▸ Supplied passage
════════════════

I’m reading a book about walking the Camino, a pilgrimage trail in Spain that takes 35-40 days to walk. The descriptions of ill-fitting shoes causing massive blisters turn my stomach, and I wonder why people don’t a) break in their shoes before they go and b) get professionally fitted, and c) buy a new pair of shoes once they figure out the current pair is a bad fit.





You can guess where this is going. The ill-fitting shoes are a metaphor for life. We could be talking about your relationships, jobs, location-any number of pieces that could be a bad fit. If you’ve ever done a jigsaw puzzle, you know how it works. Despite an overwhelming disdain for puzzles, I’ve managed to find pieces that were an almost-right fit. The corners or edges seemed to match up, but when I tried to force the piece into the opening, it didn’t fit quite right. And then, of course, if I left it there, it would throw the whole puzzle off and throw my husband (a puzzle expert), into fits.


That’s what our lives are like. We might force a piece to fit, hoping “it’ll do”, and maybe it does for a while. But, the further along the puzzle progresses, the more you realize it won’t work.


We’ve all been in relationships that weren’t a great fit. Last week I interviewed a friend whose marriage was a good fit initially, or so it seemed, but it ended and she had to figure out how to live life without this piece of her puzzle.


I described in my big announcement episode how patient care had always been the perfect fit for me, but I began to feel like I was wearing the same pair of shoes I’d always worn, but on the wrong feet.

════════════════

▸ Record excerpts
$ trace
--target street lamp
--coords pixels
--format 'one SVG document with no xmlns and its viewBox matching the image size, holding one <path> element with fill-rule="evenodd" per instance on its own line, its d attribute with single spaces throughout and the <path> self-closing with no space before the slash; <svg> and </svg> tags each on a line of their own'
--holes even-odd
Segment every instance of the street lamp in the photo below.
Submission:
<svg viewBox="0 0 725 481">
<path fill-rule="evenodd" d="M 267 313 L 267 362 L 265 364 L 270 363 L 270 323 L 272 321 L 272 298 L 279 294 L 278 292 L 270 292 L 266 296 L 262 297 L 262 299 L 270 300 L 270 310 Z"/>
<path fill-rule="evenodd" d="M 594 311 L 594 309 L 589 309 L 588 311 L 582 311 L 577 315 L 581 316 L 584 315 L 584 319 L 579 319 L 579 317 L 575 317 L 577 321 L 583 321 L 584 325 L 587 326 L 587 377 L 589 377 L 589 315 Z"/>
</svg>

════════════════

▸ Assigned task 1
According to the essay on ill-fitting shoes and the Camino, how many days does the pilgrimage take to walk?
▸ Assigned task 2
Carry on the essay about ill-fitting shoes and the Camino from the point where it stops.
The data is separate material, unrelated to the essay on ill-fitting shoes and the Camino.

▸ Task result 1
35-40 days.

▸ Task result 2
What about hobbies? Maybe you always scrap-booked when your kids were small. Now you still do it, but it feels like drudgery. Or you’ve always belonged to the same church or social organization, but over the years it no longer fits who you’re growing into. I grew up southern baptist and after leaving home, living up north near DC, and growing friendships with people of all different backgrounds, it no longer fit.


I had a different friend group when we moved back to Athens. I drank a lot more than I do now, we would get together and go to happy hour on a weekday after work! I now have friends I work out with or get together and eat a meal with, but my happy hour days aren’t a good fit anymore.

  1. You dread your job or getting together with your friends

  2. It feels like drudgery or at the least, it feels forced.

  3. Perpetual bad mood or negative attitude

  4. You feel relief when you imagine not doing whatever it is

  5. When you think about yourself in 5 years, this part of you doesn’t have a place in your vision

Obviously, you shouldn’t quit a job or long-term relationship without some serious therapy to determine if this is the right move, but it’s important to allow yourself to imagine what life might be like if you let go of this thing. Ask yourself these questions:

  1. Why are you continuing this thing?

  2. What do you get out of the thing?

  3. What does continuing this thing give you permission to do or not do?

  4. How would you be different without this thing/person?

A small example is my yoga membership. I love doing yoga, but having a membership for the last year plus my perfectionist tendencies meant I felt like I wasn’t getting my money’s worth if I wasn’t doing it a few days a week. Except sometimes I didn’t want to. Sometimes I did it and felt negative thoughts for the entire first half of class. Another giveaway was when my internet would blip out and cut the class short, I felt relief.

Go through each of these areas of your life and assess areas where you feel dread and heaviness.


Your friends, your family, your partner. Your job (and you can go through all the parts of your job to determine if certain parts are a good fit and others you may have outgrown.) What about how you spend your free time? Think about the weeknights and the weekends. Sometimes as parents we don’t have a lot of choices. We go sit at gymnastics for 90 minutes twice a week. I was doing this and realized I didn’t enjoy the thumping music, the fluorescent lights, and the chalk dust in the air. I started sitting outside, walking, or reading a book. But it took weeks before I blinked and realized I was spending three hours a week doing something I didn’t want to be doing. Don’t let years go by wasted spending time on things that are a poor fit.